-- WHAT THE TASK ASKS --
Pull every line that includes the word "shadow" out of the data below and copy it.

Entries taken from a collection
|---|

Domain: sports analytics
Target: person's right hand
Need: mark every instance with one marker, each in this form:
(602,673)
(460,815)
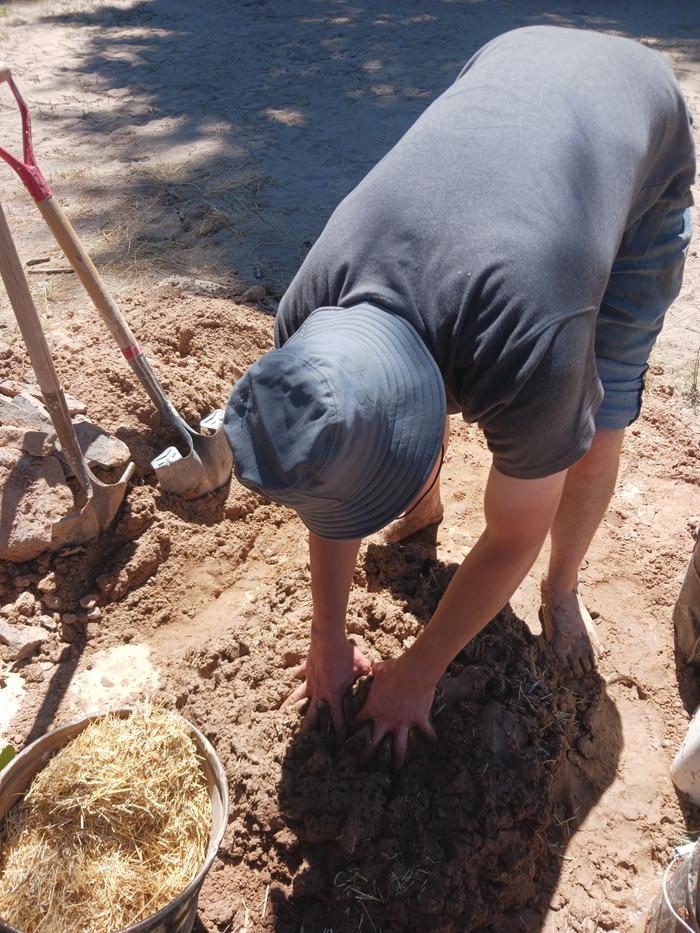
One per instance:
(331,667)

|---|

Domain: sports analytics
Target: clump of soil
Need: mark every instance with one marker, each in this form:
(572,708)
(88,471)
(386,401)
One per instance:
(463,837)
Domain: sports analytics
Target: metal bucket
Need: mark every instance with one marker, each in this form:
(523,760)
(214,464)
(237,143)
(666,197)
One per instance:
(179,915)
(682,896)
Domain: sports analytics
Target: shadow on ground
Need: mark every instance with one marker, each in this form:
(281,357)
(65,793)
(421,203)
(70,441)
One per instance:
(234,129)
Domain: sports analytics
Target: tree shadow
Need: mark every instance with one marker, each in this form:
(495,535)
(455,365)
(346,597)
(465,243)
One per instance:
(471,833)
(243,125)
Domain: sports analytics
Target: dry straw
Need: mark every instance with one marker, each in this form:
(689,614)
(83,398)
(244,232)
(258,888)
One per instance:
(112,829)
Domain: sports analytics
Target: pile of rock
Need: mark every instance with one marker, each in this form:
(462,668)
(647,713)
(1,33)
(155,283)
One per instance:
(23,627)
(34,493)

|---|

-- OUTPUT OF THE TASK --
Target: shadow on ground
Target: tree shadow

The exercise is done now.